Page text:
· · · · ·
Iranian foundation offers farmland to man who stabbed Salman Rushdie
Iranian ‘Fatwa Foundation’ offers large plot of farmland to US man for stabbing Salman Rushdie and leaving him ‘no more than living dead’
- Hadi Matar pleaded not guilty to second-degree attempted murder and assault
- Novelist Salman Rushdie, 75, was stabbed around 12 times in New York last year
An Iranian ‘Fatwa Foundation’ has offered a large plot of farmland to a US man for stabbing Salman Rushdie and leaving him ‘no more than living dead.’
Novelist Salman Rushdie, 75, lost an eye and the use of one hand following the assault by the accused Hadi Matar, a 24-year-old Shi’ite Muslim American from New Jersey, on the stage of a literary event held near Lake Erie in western New York in August last year.
The foundation has praised Matar for attacking Rushdie and said it will reward him with 1,000 square metres of agricultural land, state TV reported on Tuesday through its Telegram channel.
Hadi Matar has pleaded not guilty to second-degree attempted murder and assault charges.
‘We sincerely thank the brave action of the young American who made Muslims happy by blinding one of Rushdie’s eyes and disabling one of his hands,’ said Mohammad Esmail Zarei, secretary of the Foundation to Implement Imam Khomeini’s Fatwas.
· · · · ·
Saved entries
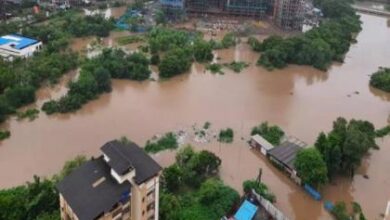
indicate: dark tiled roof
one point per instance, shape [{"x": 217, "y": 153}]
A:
[
  {"x": 285, "y": 153},
  {"x": 85, "y": 196},
  {"x": 130, "y": 156}
]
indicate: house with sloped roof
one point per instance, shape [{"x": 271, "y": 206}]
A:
[
  {"x": 284, "y": 156},
  {"x": 260, "y": 143},
  {"x": 123, "y": 183},
  {"x": 13, "y": 46}
]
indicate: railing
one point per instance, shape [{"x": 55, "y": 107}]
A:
[
  {"x": 270, "y": 208},
  {"x": 371, "y": 11}
]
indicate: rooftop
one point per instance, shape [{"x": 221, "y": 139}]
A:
[
  {"x": 17, "y": 42},
  {"x": 246, "y": 212},
  {"x": 90, "y": 190},
  {"x": 263, "y": 142},
  {"x": 124, "y": 157},
  {"x": 286, "y": 153}
]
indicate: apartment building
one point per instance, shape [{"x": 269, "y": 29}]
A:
[{"x": 123, "y": 183}]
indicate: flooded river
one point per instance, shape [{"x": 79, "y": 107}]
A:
[{"x": 302, "y": 100}]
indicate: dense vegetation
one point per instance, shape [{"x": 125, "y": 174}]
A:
[
  {"x": 311, "y": 167},
  {"x": 381, "y": 79},
  {"x": 37, "y": 199},
  {"x": 20, "y": 79},
  {"x": 129, "y": 39},
  {"x": 383, "y": 131},
  {"x": 237, "y": 66},
  {"x": 95, "y": 78},
  {"x": 318, "y": 47},
  {"x": 167, "y": 141},
  {"x": 272, "y": 134},
  {"x": 177, "y": 49},
  {"x": 31, "y": 114},
  {"x": 344, "y": 147},
  {"x": 226, "y": 135},
  {"x": 191, "y": 191},
  {"x": 260, "y": 189},
  {"x": 215, "y": 68},
  {"x": 340, "y": 152}
]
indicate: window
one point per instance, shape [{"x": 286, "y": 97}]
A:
[{"x": 150, "y": 206}]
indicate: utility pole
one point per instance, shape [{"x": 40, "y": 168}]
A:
[
  {"x": 258, "y": 179},
  {"x": 2, "y": 10}
]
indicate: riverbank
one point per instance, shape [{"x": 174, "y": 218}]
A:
[{"x": 301, "y": 100}]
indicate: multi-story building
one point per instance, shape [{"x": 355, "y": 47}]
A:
[
  {"x": 123, "y": 183},
  {"x": 289, "y": 14}
]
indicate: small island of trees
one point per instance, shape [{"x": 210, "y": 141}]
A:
[
  {"x": 340, "y": 152},
  {"x": 318, "y": 47},
  {"x": 381, "y": 79}
]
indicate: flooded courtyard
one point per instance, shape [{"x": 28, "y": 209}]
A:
[{"x": 301, "y": 100}]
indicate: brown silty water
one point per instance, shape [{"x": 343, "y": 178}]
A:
[{"x": 300, "y": 99}]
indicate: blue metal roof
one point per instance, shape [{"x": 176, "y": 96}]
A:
[
  {"x": 19, "y": 41},
  {"x": 246, "y": 212},
  {"x": 173, "y": 3}
]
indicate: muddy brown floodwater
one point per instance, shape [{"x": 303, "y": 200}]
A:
[{"x": 302, "y": 100}]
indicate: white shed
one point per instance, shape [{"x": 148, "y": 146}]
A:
[{"x": 261, "y": 144}]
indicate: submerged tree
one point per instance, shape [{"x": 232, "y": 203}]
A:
[{"x": 311, "y": 167}]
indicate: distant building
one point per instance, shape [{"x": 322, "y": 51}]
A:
[
  {"x": 284, "y": 155},
  {"x": 12, "y": 46},
  {"x": 259, "y": 143},
  {"x": 289, "y": 14},
  {"x": 123, "y": 183}
]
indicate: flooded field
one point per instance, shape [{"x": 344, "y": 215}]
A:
[{"x": 302, "y": 100}]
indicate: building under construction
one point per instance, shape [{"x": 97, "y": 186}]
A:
[{"x": 287, "y": 14}]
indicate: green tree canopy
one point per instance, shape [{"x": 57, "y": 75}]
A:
[{"x": 311, "y": 167}]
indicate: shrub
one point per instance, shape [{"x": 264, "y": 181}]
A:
[
  {"x": 167, "y": 141},
  {"x": 226, "y": 136},
  {"x": 272, "y": 134},
  {"x": 260, "y": 188},
  {"x": 381, "y": 79}
]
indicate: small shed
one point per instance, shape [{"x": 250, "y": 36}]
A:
[
  {"x": 258, "y": 142},
  {"x": 285, "y": 154},
  {"x": 246, "y": 212}
]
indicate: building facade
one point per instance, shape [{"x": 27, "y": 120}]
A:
[
  {"x": 289, "y": 14},
  {"x": 123, "y": 183},
  {"x": 13, "y": 46}
]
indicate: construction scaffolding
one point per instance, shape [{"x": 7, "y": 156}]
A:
[
  {"x": 174, "y": 9},
  {"x": 255, "y": 8},
  {"x": 205, "y": 6},
  {"x": 289, "y": 14}
]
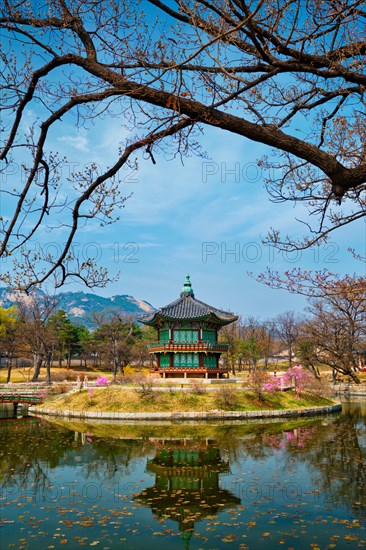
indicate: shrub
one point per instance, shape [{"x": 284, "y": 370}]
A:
[
  {"x": 197, "y": 387},
  {"x": 145, "y": 385}
]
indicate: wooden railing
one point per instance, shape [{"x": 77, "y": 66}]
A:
[
  {"x": 20, "y": 398},
  {"x": 188, "y": 346}
]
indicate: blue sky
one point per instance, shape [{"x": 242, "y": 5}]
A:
[{"x": 206, "y": 218}]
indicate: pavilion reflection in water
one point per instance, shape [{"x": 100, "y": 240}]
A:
[{"x": 187, "y": 485}]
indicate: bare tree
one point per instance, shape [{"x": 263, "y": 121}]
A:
[
  {"x": 9, "y": 336},
  {"x": 336, "y": 332},
  {"x": 290, "y": 75},
  {"x": 114, "y": 338},
  {"x": 35, "y": 334}
]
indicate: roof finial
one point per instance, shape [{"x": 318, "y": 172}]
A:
[{"x": 187, "y": 287}]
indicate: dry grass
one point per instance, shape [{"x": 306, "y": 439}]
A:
[{"x": 114, "y": 399}]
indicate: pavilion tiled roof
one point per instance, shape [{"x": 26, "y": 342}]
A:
[{"x": 188, "y": 307}]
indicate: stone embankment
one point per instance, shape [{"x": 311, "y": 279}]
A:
[{"x": 350, "y": 390}]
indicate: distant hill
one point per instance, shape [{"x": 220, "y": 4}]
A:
[{"x": 80, "y": 306}]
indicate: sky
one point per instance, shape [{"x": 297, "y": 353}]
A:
[{"x": 206, "y": 217}]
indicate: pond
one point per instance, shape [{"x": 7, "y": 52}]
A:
[{"x": 297, "y": 484}]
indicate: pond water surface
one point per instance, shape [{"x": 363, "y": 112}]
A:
[{"x": 298, "y": 484}]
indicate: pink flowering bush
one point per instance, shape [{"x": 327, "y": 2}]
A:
[
  {"x": 102, "y": 381},
  {"x": 272, "y": 385}
]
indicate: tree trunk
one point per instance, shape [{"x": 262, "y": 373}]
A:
[
  {"x": 290, "y": 355},
  {"x": 9, "y": 361},
  {"x": 69, "y": 356},
  {"x": 37, "y": 364}
]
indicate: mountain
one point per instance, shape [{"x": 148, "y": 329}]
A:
[{"x": 80, "y": 306}]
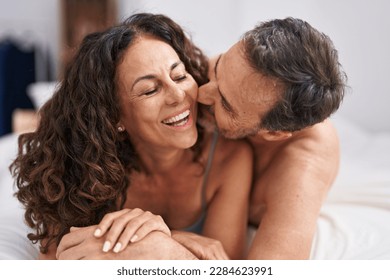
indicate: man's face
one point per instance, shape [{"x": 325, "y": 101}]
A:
[{"x": 238, "y": 96}]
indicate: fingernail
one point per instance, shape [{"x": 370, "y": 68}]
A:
[
  {"x": 117, "y": 247},
  {"x": 134, "y": 238},
  {"x": 97, "y": 232},
  {"x": 106, "y": 246}
]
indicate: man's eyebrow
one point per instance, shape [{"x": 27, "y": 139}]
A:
[
  {"x": 151, "y": 77},
  {"x": 225, "y": 103}
]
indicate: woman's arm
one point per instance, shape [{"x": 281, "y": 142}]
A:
[{"x": 81, "y": 243}]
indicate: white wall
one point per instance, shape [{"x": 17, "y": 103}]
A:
[
  {"x": 360, "y": 31},
  {"x": 36, "y": 22}
]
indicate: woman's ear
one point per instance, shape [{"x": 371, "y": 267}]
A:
[{"x": 277, "y": 135}]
· · · · ·
Exercise A: Edit the news report by rewriting everything from "The foundation has" down to "its Telegram channel." with "agricultural land" changed to "farmland".
Exercise B: State the age the news report gives for Hadi Matar.

Answer area A:
The foundation has praised Matar for attacking Rushdie and said it will reward him with 1,000 square metres of farmland, state TV reported on Tuesday through its Telegram channel.

Answer area B: 24 years old